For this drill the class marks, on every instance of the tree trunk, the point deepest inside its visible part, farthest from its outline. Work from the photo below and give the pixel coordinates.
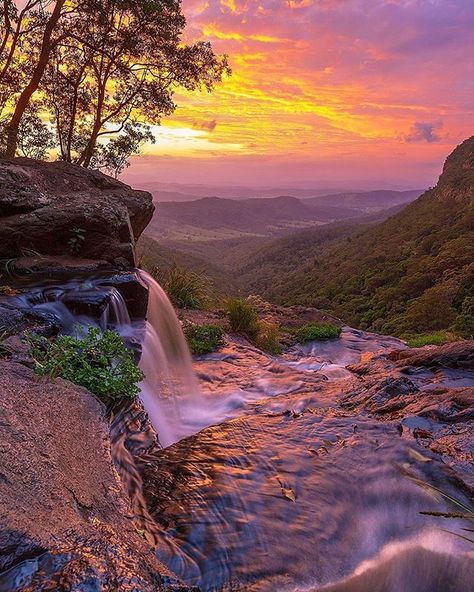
(30, 89)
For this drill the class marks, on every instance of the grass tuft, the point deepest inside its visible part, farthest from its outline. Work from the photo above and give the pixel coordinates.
(243, 318)
(204, 339)
(98, 361)
(433, 338)
(186, 289)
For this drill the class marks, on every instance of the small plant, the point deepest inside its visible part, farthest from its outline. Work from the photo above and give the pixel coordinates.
(317, 332)
(97, 361)
(268, 338)
(4, 348)
(433, 338)
(243, 318)
(8, 267)
(185, 289)
(204, 339)
(77, 240)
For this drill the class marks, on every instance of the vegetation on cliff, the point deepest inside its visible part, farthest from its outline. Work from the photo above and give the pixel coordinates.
(98, 361)
(413, 273)
(102, 72)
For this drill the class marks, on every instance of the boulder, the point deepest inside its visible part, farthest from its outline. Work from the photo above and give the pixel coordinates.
(60, 209)
(65, 522)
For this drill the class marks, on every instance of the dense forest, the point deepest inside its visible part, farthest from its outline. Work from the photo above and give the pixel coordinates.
(412, 273)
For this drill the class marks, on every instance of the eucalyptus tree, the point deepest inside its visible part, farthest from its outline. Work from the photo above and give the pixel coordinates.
(103, 71)
(28, 37)
(116, 72)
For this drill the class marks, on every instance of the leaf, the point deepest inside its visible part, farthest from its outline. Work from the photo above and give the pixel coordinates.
(289, 494)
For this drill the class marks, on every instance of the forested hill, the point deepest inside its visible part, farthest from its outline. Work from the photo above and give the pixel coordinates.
(412, 273)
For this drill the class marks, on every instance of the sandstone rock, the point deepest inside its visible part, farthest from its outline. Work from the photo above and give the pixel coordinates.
(459, 354)
(65, 521)
(41, 205)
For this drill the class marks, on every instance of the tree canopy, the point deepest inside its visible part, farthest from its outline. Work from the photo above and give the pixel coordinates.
(99, 72)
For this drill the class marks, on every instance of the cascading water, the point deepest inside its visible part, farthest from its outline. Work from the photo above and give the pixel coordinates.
(170, 383)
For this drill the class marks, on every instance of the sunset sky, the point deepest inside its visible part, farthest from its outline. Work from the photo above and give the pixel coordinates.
(324, 93)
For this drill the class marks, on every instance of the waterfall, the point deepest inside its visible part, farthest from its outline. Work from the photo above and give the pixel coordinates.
(119, 307)
(170, 384)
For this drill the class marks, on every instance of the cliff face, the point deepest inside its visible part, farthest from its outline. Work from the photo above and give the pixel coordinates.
(64, 520)
(61, 209)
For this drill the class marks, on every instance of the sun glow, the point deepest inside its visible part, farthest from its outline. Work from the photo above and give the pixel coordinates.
(319, 80)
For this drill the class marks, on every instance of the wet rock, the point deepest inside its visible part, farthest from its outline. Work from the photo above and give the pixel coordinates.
(65, 522)
(459, 354)
(58, 208)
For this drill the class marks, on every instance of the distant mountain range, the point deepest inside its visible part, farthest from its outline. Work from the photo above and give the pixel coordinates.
(186, 192)
(216, 218)
(414, 272)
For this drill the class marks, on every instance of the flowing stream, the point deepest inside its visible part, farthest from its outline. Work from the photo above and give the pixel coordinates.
(264, 483)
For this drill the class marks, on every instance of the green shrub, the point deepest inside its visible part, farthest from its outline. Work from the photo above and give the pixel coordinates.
(243, 318)
(97, 361)
(185, 288)
(268, 338)
(204, 339)
(318, 331)
(464, 324)
(433, 338)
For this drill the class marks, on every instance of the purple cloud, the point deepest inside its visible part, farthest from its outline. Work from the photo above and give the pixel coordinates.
(424, 132)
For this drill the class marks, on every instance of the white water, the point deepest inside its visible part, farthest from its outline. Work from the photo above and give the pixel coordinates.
(170, 384)
(119, 307)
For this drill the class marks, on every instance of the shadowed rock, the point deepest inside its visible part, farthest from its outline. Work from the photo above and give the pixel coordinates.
(42, 204)
(65, 522)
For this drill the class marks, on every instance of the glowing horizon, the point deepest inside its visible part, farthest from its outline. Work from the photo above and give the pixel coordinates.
(368, 92)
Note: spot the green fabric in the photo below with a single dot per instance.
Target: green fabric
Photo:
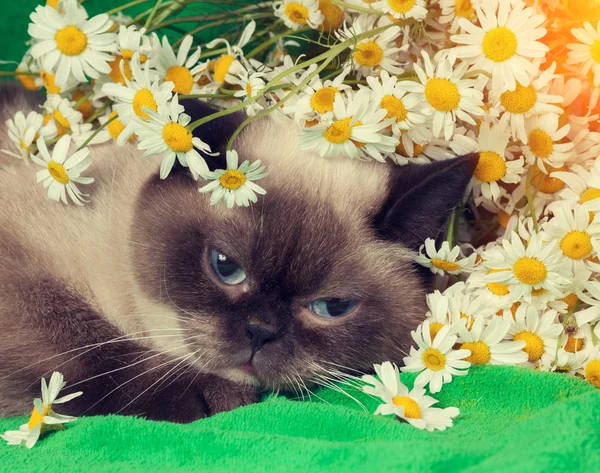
(512, 420)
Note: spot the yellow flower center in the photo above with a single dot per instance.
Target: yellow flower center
(576, 245)
(115, 127)
(590, 194)
(368, 53)
(334, 15)
(394, 107)
(232, 179)
(534, 345)
(26, 81)
(401, 6)
(499, 44)
(37, 418)
(296, 12)
(339, 131)
(573, 344)
(322, 100)
(540, 143)
(595, 51)
(480, 352)
(491, 167)
(182, 78)
(143, 98)
(49, 84)
(177, 137)
(520, 100)
(115, 70)
(411, 408)
(434, 328)
(549, 184)
(57, 171)
(222, 66)
(445, 265)
(70, 40)
(442, 94)
(463, 8)
(497, 288)
(434, 359)
(530, 271)
(592, 372)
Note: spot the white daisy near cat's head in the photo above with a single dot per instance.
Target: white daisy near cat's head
(234, 185)
(23, 131)
(402, 107)
(540, 334)
(71, 45)
(444, 260)
(298, 13)
(355, 130)
(144, 90)
(485, 340)
(504, 45)
(447, 96)
(578, 238)
(523, 268)
(166, 134)
(62, 172)
(411, 406)
(544, 144)
(43, 418)
(435, 360)
(180, 69)
(587, 52)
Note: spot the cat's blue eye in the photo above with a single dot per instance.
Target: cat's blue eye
(331, 308)
(227, 270)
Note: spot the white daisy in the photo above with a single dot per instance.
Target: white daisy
(142, 91)
(523, 269)
(544, 146)
(577, 237)
(24, 131)
(235, 186)
(444, 260)
(354, 131)
(495, 163)
(523, 102)
(447, 95)
(43, 418)
(62, 173)
(402, 9)
(435, 361)
(61, 114)
(505, 43)
(298, 13)
(182, 70)
(540, 334)
(372, 54)
(412, 406)
(167, 135)
(485, 341)
(70, 44)
(404, 108)
(587, 53)
(316, 100)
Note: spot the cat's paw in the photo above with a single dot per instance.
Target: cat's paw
(223, 395)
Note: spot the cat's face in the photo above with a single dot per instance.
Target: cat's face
(288, 288)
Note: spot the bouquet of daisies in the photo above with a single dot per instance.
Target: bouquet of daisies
(406, 81)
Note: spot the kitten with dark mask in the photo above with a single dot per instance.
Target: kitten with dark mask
(154, 303)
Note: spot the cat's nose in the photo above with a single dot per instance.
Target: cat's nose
(259, 335)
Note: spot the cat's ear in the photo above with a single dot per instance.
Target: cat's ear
(421, 197)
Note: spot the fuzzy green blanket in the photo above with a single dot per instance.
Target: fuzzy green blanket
(512, 420)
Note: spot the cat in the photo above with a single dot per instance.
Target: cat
(155, 303)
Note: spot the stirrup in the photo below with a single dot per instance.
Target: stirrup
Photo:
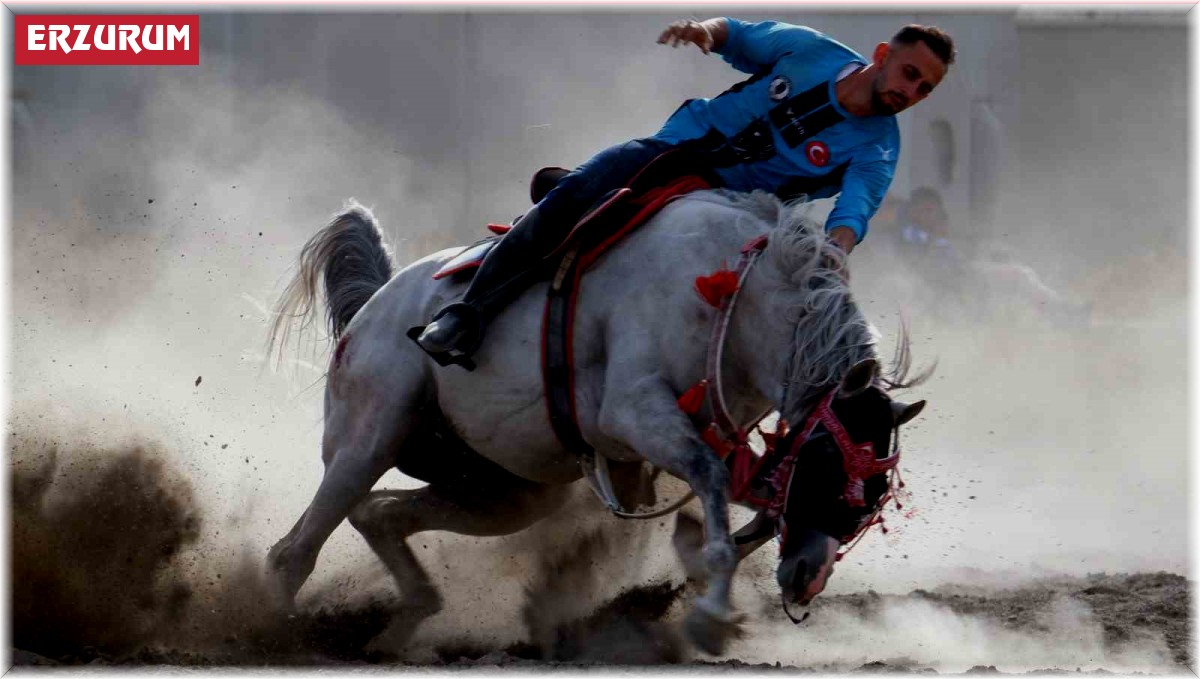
(455, 356)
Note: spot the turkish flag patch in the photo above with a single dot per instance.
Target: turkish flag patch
(817, 154)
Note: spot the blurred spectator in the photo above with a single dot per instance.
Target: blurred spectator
(925, 226)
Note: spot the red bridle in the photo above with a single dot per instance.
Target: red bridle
(725, 437)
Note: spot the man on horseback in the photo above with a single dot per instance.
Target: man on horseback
(815, 119)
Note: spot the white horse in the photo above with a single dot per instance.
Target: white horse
(484, 442)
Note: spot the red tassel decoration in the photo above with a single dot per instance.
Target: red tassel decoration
(691, 400)
(715, 287)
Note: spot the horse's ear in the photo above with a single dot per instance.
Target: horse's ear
(858, 379)
(903, 413)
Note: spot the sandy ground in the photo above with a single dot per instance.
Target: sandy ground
(105, 575)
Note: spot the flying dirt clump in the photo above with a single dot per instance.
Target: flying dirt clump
(95, 551)
(628, 629)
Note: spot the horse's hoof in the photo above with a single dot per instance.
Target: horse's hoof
(708, 632)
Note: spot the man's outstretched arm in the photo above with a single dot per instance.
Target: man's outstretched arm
(707, 35)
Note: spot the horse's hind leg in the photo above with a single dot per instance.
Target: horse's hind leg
(388, 517)
(359, 445)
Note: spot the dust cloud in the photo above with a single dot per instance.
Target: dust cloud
(156, 212)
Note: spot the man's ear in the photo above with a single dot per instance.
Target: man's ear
(881, 53)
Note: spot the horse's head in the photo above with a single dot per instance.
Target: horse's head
(840, 476)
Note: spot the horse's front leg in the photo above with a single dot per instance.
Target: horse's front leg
(642, 414)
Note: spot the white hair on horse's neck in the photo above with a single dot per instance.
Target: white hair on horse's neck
(831, 332)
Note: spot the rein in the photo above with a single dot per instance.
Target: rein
(725, 437)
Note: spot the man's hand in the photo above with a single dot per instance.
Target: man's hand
(706, 35)
(844, 238)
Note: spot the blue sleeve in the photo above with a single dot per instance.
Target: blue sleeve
(753, 47)
(867, 181)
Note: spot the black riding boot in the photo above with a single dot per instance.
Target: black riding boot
(459, 328)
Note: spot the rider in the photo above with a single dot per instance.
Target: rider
(814, 119)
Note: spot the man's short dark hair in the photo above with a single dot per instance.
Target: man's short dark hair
(937, 40)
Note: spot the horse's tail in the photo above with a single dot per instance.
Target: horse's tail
(352, 260)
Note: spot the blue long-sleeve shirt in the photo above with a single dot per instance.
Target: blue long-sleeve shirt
(789, 132)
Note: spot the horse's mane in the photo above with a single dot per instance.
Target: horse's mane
(831, 334)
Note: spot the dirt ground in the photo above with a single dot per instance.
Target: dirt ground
(99, 580)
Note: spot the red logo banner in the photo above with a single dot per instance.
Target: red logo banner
(107, 40)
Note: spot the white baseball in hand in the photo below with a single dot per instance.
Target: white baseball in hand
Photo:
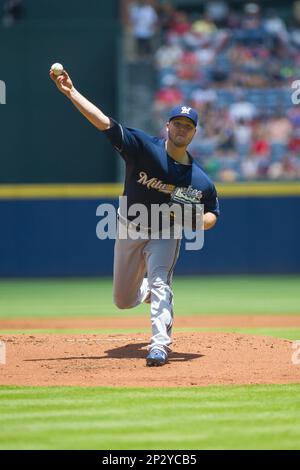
(57, 69)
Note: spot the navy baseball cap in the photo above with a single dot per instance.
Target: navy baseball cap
(184, 111)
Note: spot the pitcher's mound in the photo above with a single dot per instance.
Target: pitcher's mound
(197, 359)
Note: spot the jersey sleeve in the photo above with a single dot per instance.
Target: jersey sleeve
(211, 202)
(124, 140)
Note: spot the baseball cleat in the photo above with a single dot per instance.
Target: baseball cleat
(156, 358)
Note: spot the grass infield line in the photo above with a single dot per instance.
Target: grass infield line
(232, 417)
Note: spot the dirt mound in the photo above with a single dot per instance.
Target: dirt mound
(197, 321)
(198, 359)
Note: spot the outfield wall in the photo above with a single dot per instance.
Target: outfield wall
(54, 236)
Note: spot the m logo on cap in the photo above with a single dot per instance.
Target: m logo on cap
(185, 110)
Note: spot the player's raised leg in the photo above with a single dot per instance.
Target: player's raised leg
(130, 288)
(161, 257)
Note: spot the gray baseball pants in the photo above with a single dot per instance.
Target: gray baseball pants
(133, 259)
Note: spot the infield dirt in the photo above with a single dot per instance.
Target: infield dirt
(197, 359)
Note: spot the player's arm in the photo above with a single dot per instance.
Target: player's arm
(88, 109)
(209, 220)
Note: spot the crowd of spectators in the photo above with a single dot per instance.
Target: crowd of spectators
(236, 68)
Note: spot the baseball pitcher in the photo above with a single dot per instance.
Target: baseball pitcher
(158, 171)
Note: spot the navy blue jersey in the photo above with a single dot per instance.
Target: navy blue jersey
(152, 175)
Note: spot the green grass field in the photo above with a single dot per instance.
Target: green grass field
(252, 417)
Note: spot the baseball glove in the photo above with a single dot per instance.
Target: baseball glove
(190, 202)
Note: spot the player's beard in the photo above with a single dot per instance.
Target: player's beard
(179, 141)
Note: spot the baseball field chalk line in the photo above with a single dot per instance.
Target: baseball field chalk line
(2, 353)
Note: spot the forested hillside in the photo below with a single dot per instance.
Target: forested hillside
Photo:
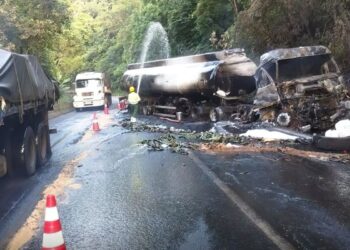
(75, 35)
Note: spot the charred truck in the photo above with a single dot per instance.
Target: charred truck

____________________

Go through the listing above and copy each line where the string "truck" appears.

Note: spot the charred truck in the photo above with a single dot per instance.
Target: charred truck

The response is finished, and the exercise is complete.